The exercise: Copy the following data verbatim, everything from the line containing "task: trace the outline of every instance of the **indoor" down to the line containing "[[[0,586],[875,585],[878,136],[880,0],[0,0]]]", both included, and nothing else.

Stored rows:
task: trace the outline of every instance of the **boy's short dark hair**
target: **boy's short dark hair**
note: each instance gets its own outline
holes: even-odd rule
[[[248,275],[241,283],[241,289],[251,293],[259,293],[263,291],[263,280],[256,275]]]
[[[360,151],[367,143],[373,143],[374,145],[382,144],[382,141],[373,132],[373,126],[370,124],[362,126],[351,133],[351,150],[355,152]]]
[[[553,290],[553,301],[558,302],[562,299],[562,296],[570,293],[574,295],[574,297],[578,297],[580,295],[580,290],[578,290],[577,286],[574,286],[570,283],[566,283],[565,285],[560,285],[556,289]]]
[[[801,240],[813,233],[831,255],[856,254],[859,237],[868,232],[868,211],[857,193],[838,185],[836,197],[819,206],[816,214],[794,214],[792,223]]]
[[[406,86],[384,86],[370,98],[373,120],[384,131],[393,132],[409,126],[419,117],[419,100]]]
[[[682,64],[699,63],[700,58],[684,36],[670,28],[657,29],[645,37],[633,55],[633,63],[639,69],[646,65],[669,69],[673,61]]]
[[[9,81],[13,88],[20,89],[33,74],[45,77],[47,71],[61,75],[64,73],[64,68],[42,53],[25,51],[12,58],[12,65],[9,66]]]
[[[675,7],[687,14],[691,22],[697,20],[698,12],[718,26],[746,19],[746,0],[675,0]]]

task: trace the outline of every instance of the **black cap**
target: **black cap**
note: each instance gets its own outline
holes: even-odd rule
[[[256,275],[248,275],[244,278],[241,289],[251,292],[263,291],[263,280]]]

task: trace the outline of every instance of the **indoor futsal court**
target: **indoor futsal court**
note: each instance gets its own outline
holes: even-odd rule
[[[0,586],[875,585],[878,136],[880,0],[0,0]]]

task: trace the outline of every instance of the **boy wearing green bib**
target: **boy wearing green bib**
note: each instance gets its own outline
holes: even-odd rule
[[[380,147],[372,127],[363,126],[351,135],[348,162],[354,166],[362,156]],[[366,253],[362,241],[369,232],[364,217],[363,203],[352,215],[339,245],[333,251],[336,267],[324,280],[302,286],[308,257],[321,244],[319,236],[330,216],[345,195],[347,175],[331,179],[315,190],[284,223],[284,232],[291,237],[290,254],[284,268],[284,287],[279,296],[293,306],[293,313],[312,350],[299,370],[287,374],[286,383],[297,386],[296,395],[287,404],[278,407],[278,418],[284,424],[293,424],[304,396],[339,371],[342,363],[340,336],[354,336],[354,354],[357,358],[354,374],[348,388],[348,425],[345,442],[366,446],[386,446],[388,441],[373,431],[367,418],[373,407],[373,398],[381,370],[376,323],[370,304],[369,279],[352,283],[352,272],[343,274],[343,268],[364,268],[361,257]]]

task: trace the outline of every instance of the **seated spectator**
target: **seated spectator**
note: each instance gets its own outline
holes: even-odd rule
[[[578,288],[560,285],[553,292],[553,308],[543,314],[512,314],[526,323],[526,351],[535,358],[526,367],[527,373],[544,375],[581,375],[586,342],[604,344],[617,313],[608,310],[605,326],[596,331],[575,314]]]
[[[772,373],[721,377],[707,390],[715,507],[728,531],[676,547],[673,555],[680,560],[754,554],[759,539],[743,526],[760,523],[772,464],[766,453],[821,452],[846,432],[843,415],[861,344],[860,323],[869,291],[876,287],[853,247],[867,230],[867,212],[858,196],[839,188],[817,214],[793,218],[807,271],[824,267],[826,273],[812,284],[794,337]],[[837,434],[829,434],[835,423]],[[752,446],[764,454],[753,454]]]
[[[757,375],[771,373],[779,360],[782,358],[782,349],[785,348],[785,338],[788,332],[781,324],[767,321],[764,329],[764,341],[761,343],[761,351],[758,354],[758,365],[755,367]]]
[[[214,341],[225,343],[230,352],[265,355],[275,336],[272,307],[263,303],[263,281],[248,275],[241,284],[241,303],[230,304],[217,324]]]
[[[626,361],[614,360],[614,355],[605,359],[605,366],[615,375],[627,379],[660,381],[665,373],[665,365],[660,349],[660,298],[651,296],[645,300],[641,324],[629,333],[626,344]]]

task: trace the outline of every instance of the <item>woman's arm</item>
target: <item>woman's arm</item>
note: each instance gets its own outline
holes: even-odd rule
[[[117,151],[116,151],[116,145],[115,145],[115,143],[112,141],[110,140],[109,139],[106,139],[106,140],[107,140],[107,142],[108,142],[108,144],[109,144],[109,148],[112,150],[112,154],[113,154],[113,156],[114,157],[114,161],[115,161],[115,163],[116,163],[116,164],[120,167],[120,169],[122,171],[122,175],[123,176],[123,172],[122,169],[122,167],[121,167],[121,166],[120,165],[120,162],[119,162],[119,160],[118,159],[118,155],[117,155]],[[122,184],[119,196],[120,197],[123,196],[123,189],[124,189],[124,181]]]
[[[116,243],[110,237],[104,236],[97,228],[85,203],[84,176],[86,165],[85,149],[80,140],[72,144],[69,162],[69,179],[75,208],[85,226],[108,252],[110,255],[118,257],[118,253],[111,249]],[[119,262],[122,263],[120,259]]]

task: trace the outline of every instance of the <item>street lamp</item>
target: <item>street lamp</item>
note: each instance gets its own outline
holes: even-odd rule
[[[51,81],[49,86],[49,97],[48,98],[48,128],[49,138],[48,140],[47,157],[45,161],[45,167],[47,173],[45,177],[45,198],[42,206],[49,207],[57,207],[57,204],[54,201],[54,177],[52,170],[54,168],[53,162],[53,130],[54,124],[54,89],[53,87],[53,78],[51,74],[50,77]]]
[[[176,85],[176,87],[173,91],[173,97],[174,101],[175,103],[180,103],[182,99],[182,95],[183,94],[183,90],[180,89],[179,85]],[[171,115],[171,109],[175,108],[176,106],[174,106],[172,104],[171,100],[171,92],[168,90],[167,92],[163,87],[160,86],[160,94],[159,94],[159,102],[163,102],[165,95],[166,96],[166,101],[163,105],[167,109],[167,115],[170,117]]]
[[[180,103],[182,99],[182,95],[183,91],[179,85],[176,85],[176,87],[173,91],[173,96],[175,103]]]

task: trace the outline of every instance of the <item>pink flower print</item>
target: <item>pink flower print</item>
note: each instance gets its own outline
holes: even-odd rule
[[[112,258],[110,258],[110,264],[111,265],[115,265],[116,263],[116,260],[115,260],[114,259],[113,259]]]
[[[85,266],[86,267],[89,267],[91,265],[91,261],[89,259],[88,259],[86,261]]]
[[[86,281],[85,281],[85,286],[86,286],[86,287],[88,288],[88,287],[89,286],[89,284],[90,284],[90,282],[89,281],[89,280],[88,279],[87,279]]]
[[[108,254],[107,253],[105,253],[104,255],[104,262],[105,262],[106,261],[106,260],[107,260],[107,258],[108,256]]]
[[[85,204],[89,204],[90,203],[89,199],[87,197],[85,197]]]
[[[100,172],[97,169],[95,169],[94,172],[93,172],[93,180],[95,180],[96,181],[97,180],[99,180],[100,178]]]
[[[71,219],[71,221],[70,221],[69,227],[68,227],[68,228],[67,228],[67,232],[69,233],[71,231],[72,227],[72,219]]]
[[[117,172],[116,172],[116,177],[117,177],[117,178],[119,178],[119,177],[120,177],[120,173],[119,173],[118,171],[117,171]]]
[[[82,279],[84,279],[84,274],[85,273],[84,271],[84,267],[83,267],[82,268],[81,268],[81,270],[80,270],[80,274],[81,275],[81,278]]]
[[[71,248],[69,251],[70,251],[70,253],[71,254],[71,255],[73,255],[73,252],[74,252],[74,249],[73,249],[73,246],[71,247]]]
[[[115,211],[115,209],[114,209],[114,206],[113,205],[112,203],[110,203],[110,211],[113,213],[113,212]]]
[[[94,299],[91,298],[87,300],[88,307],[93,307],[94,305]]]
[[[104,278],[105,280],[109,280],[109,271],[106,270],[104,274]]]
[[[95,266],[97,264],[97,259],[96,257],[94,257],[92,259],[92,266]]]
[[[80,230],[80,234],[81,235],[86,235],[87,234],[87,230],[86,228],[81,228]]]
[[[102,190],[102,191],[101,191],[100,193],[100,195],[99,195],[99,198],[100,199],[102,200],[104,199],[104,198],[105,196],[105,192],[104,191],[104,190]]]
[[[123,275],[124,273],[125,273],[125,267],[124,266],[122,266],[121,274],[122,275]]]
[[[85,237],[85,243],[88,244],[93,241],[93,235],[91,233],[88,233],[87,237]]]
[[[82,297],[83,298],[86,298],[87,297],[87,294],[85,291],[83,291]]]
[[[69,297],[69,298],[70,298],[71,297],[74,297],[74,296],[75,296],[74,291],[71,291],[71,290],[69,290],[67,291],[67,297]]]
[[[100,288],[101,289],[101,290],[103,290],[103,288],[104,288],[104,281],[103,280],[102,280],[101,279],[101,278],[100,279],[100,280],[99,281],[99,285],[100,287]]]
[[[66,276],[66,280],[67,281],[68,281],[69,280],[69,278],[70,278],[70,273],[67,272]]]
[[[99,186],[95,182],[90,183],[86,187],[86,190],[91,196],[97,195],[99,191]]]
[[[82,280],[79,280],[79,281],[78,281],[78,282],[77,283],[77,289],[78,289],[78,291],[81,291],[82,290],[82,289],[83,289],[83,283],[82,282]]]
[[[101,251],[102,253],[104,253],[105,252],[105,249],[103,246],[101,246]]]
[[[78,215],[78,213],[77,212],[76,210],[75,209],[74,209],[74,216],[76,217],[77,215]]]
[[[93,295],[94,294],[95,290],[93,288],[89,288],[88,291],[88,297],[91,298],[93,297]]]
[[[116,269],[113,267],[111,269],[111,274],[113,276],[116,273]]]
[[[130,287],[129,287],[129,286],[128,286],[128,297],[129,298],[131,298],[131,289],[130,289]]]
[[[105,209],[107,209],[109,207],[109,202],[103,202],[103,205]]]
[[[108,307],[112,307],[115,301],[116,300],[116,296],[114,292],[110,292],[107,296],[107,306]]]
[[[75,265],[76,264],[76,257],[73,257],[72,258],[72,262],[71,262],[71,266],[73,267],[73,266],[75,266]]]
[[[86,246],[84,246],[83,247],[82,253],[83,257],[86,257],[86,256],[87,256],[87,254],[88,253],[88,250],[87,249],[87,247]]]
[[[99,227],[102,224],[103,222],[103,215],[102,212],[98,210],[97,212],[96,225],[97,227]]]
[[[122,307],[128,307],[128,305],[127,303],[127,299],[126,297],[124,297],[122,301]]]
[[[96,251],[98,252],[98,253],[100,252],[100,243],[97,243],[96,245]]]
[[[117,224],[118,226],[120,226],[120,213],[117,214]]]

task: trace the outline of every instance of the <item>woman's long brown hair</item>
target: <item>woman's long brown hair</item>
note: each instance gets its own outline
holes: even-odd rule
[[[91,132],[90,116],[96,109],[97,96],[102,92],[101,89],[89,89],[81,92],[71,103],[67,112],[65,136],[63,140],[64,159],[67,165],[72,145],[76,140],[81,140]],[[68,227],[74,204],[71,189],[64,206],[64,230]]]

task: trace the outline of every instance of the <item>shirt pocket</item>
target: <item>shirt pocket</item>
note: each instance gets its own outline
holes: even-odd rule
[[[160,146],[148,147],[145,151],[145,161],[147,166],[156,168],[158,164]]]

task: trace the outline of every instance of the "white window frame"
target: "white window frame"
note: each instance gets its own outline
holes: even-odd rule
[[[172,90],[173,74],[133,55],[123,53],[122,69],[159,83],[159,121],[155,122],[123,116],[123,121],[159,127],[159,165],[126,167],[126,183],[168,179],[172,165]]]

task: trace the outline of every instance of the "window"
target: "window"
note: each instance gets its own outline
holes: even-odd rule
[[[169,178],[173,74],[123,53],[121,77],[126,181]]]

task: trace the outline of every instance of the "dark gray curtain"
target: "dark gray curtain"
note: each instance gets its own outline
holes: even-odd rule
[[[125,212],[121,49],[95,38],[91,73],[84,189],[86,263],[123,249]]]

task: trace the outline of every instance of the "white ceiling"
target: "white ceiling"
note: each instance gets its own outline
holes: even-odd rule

Answer to this task:
task: trace the outline of every instance of the **indoor futsal court**
target: **indoor futsal court**
note: each instance gets its own outline
holes: even-odd rule
[[[0,586],[875,585],[878,136],[880,0],[0,0]]]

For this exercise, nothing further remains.